Exercise goal: Copy all of the material below exactly.

(Saved entries)
═══

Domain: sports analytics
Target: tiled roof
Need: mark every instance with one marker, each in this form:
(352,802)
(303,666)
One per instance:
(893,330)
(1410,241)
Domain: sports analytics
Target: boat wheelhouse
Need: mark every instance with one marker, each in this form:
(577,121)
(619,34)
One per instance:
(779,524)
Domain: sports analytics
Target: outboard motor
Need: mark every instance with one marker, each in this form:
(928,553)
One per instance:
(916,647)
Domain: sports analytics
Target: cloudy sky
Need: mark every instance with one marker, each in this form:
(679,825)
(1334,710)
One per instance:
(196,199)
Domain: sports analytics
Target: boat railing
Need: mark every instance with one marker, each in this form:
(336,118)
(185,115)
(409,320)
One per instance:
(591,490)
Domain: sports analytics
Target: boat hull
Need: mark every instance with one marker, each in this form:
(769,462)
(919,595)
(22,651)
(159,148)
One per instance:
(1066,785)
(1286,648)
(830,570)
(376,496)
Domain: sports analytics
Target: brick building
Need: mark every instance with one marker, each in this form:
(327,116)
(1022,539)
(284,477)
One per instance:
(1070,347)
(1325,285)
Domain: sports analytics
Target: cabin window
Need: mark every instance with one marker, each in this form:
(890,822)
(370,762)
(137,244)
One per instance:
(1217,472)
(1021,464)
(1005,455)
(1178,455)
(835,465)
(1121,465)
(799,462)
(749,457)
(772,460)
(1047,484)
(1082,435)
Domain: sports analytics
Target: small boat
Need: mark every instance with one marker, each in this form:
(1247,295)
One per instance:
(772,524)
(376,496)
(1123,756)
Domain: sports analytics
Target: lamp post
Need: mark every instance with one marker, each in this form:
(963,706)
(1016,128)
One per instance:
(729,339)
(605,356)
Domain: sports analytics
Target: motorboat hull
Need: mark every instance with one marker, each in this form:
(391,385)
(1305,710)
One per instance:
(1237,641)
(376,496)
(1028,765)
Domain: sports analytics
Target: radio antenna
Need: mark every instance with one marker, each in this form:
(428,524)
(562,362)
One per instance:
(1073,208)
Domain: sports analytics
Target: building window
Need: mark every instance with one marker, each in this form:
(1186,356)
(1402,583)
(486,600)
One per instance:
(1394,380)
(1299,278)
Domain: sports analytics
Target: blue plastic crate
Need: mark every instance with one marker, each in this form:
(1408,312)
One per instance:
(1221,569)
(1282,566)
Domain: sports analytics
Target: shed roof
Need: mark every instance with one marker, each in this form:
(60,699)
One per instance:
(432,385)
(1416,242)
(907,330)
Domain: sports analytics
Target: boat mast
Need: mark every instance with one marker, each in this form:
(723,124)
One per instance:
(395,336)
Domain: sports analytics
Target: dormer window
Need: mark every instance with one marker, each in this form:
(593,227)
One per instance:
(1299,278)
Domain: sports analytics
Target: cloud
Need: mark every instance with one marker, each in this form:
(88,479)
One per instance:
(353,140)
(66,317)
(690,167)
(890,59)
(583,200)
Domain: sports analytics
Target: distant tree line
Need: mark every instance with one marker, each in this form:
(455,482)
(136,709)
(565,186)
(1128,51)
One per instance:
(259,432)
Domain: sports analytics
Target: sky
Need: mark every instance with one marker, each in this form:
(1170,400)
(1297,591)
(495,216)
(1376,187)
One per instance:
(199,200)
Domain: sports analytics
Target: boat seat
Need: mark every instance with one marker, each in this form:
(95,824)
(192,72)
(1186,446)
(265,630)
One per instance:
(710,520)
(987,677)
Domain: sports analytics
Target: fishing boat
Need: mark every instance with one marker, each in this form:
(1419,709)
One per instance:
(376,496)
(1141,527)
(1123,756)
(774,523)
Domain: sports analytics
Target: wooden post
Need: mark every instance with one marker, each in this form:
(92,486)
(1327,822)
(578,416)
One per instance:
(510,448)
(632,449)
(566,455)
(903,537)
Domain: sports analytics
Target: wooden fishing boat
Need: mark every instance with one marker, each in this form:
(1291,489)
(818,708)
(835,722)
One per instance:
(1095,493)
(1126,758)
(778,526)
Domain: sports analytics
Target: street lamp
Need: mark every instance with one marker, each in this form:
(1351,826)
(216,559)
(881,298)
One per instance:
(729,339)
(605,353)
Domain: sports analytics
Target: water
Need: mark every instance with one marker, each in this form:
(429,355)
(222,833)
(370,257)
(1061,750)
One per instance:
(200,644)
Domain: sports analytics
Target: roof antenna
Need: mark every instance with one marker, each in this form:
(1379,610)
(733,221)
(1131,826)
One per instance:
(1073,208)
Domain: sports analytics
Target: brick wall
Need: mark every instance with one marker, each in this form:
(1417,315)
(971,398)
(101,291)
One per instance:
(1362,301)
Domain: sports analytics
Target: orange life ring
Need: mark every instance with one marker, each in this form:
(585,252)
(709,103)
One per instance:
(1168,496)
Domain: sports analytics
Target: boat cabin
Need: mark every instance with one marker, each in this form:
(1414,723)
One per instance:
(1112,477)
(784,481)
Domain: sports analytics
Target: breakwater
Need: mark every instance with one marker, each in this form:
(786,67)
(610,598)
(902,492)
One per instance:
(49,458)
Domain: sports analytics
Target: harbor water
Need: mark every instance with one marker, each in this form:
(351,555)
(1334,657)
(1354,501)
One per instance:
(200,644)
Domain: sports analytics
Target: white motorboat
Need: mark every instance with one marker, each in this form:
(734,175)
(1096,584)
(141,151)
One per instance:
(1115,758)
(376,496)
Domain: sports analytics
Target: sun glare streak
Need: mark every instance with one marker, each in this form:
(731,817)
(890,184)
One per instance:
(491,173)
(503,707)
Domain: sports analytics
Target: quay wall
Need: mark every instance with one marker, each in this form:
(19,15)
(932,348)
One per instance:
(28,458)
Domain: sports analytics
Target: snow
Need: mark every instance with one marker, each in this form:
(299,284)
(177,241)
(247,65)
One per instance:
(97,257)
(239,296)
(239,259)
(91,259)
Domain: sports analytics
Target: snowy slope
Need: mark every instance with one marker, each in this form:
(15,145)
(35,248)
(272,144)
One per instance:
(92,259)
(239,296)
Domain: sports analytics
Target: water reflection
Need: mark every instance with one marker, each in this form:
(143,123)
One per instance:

═══

Answer to this exercise:
Domain: sports analytics
Target: tiled roof
Need: mark every instance with one marker, each in this form:
(352,802)
(303,666)
One per instance:
(893,330)
(1410,241)
Domain: sports analytics
Target: boat wheelhouse
Need: mark every instance with one marker, each in this form:
(577,121)
(619,34)
One per instance:
(779,524)
Domain: sports analytics
Target: outboard motor
Need: mark every instance with one marker, each in this form:
(928,553)
One per instance:
(916,647)
Domain: sports analytics
Target: cloudy sky
Need: mark every instance with one marker, each in this form:
(679,825)
(1334,710)
One per instance:
(196,199)
Domain: sports analytics
Target: boat railing
Need: mark every instance with one marker, each in this form:
(336,118)
(185,115)
(409,320)
One per instance:
(591,490)
Domain: sports analytics
Target: boat hull
Need: mark every instance with one marker, each in this form:
(769,462)
(919,595)
(22,651)
(159,148)
One per instance:
(1066,785)
(1286,648)
(830,570)
(376,496)
Domain: sports analytics
Target: brick building
Need: mark every instance with one marker, each in this form:
(327,116)
(1022,539)
(284,477)
One per instance:
(1070,347)
(1325,285)
Domain: sports analytics
Target: cabin window
Need: mark every instance with one marker, each in this form:
(890,822)
(370,762)
(137,244)
One per instance:
(1217,472)
(1021,464)
(1005,455)
(1178,455)
(835,465)
(1121,465)
(799,462)
(749,457)
(772,460)
(1047,484)
(1082,435)
Domain: sports analytics
Target: small boat
Need: mark every instance with one marker, each in this form:
(1247,295)
One per instance:
(772,524)
(376,496)
(1123,756)
Domain: sports analytics
Target: lamp post
Need: mark every instance with one marker, each in this form:
(963,706)
(1016,128)
One per instance:
(729,339)
(605,356)
Domain: sports analytics
Target: motorboat hull
Need: mark every instance with one marker, each in this form:
(391,385)
(1305,710)
One per instance:
(1237,641)
(376,496)
(1028,765)
Domain: sports analytics
Target: radio antenna
Need: mark every instance with one marker, each in this form:
(428,524)
(562,362)
One per instance:
(1073,208)
Domain: sports analytics
Target: building window
Need: mark every instance with one marker, each in this form:
(1186,356)
(1402,583)
(486,600)
One per instance:
(1394,380)
(1299,278)
Domain: sports analytics
Target: blue plastic crate
Need: mark every instance with one marker, each in this form:
(1408,312)
One per instance:
(1221,569)
(1282,566)
Domain: sports analytics
Target: shed roof
Need: mark every instance with one marker, each in this form:
(60,699)
One per instance:
(432,385)
(1416,242)
(907,330)
Domain: sports analytics
Target: boat mast
Need: mark every instance with one marker, each in this form:
(723,124)
One per instance:
(395,336)
Domain: sports analytics
Target: dormer window
Need: mark every instance with one marker, each in this form:
(593,227)
One per instance:
(1299,278)
Domain: sports analytics
Target: cloud
Need: mark every instance with one marker, each in this form:
(88,479)
One per instance:
(353,140)
(66,317)
(690,167)
(890,59)
(583,200)
Domain: sports analytics
Target: distant tree line
Need: mark every instance with one marker, each in this form:
(455,482)
(136,709)
(565,186)
(1128,51)
One per instance:
(259,432)
Domain: sports analytics
Target: sky
Need: mark every instance with one marker, each in this form:
(1170,400)
(1297,591)
(495,216)
(1376,187)
One per instance:
(199,200)
Domain: sports analytics
Target: boat seat
Need: mark every instance with one marker, each in this form:
(95,824)
(192,72)
(1186,446)
(265,630)
One per instance:
(710,520)
(987,677)
Domain: sports analytics
Target: fishing boat
Need: mark every instance with one marker, each in this form:
(1419,709)
One per instance:
(376,496)
(1141,527)
(1123,756)
(774,523)
Domain: sports analytics
Target: wooden post
Need: mark every instance with one marker, each in this form:
(92,486)
(1327,822)
(578,416)
One per instance:
(510,448)
(632,449)
(566,455)
(903,537)
Domain: sports analytics
Target: wooden fishing boat
Need: mark every instance with one marker, each in this form:
(1291,489)
(818,708)
(835,722)
One per instance:
(1095,493)
(1126,758)
(778,526)
Domain: sports analytics
Target: street lamp
Need: mark every instance with one marker, each in this form:
(1351,826)
(216,559)
(881,298)
One per instance:
(729,339)
(605,353)
Domain: sports analytics
Target: water
Need: mark every instance with one marker, each in this form:
(429,355)
(222,833)
(370,257)
(1061,750)
One per instance:
(200,644)
Domain: sports analytics
Target: roof antenna
Need: mark every instance with one marker, each in this form:
(1379,610)
(733,221)
(1131,826)
One per instance:
(1073,208)
Domain: sports analytics
Target: brick wall
Need: mark every instance with one marker, each in this form:
(1417,315)
(971,398)
(101,291)
One per instance:
(1362,301)
Domain: sports analytics
Target: orange life ring
Need: mark every instance with one marker, each in this form:
(585,252)
(709,103)
One per instance:
(1168,496)
Domain: sports analytics
Target: boat cabin
Need: mark every instance with one marker, each in this form:
(1414,723)
One per instance:
(1112,477)
(784,481)
Domain: sports analytics
Target: breakwater
Need: mark every instance with one marker, each in this form:
(786,67)
(610,598)
(902,492)
One per instance:
(49,458)
Domain: sports analytics
Target: harbor water
Need: mark every instance with one marker, each in this form:
(351,555)
(1334,657)
(1354,501)
One per instance:
(200,644)
Domain: sports analytics
Target: white motorboat
Need: mark every instance with one marker, each in this form:
(734,175)
(1096,584)
(141,151)
One per instance:
(1115,758)
(376,496)
Domain: sports analytics
Target: sun glare streak
Need: mark every instance with one marker, each in this form:
(731,817)
(890,184)
One per instance:
(491,173)
(503,707)
Domain: sports analytics
Target: quay wall
Need: mark every instance with one marker, each in this form:
(19,15)
(932,348)
One per instance:
(28,458)
Domain: sports analytics
Target: snow
Need: mark every instance with one marker, each in this form:
(299,284)
(177,241)
(247,65)
One per instance:
(97,257)
(239,296)
(239,259)
(91,259)
Domain: sports analytics
Target: snowy slope
Need: mark every instance with one marker, each in this form:
(15,145)
(35,248)
(272,144)
One per instance:
(92,259)
(239,296)
Domain: sports analytics
Target: water reflection
Need: mark every instance with one marker, each in this form:
(143,123)
One per instance:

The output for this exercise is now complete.